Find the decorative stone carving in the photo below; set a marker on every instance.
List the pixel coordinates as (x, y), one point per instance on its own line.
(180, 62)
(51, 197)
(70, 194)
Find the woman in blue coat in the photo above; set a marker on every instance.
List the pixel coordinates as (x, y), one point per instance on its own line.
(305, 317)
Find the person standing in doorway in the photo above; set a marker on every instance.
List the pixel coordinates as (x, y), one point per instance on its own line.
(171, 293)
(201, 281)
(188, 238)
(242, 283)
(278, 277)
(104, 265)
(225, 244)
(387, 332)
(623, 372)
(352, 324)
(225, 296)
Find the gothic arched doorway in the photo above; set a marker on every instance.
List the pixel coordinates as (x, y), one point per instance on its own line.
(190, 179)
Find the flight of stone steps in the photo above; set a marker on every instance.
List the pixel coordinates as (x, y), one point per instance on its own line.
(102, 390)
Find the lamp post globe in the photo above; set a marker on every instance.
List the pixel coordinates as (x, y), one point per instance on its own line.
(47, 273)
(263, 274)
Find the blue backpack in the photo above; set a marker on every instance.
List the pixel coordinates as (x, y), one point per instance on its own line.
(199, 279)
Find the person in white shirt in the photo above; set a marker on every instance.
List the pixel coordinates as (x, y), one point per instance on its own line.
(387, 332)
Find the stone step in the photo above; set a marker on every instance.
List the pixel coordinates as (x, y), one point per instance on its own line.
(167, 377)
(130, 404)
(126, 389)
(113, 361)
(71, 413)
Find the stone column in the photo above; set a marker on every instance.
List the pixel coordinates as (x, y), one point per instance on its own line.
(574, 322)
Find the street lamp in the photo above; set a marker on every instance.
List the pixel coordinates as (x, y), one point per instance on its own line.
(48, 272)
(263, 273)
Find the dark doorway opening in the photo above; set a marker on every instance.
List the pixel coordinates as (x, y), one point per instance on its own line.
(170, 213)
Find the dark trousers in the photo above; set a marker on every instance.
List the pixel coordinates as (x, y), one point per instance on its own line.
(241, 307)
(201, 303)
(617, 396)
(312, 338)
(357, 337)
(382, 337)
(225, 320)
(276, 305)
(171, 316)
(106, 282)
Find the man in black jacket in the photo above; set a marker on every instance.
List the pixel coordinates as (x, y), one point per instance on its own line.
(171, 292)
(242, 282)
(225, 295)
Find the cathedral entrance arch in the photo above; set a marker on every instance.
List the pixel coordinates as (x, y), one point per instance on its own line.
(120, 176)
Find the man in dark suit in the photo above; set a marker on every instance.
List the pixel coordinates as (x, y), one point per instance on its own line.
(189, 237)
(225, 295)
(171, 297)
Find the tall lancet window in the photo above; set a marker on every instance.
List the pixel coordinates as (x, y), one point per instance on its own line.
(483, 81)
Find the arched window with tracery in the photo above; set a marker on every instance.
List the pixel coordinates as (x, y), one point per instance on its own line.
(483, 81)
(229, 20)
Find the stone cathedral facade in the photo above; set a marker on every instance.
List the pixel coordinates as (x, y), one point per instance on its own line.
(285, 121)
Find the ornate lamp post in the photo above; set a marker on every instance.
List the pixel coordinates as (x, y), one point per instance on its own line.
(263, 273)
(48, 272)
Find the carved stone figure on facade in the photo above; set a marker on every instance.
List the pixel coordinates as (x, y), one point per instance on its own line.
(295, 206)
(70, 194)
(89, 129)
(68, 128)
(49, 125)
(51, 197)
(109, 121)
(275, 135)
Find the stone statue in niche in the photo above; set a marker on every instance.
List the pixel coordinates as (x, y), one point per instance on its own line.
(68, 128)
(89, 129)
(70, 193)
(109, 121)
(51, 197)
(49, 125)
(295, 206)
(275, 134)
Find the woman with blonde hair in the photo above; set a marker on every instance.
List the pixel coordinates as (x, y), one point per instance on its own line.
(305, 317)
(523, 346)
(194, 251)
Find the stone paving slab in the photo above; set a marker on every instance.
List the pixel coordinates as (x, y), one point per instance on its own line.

——————————

Work item:
From the records above, print only the lines between the one holding "Find the man in dark" and the one holding "Find the tall", inclusive, exactly as they stand.

Response:
Find the man in dark suit in the photo above; set a marker on every instance.
List the pixel coordinates as (x, y), one point per instance on its own line.
(189, 237)
(225, 295)
(171, 297)
Find the tall lancet window in the photo above; set a marker on every instance.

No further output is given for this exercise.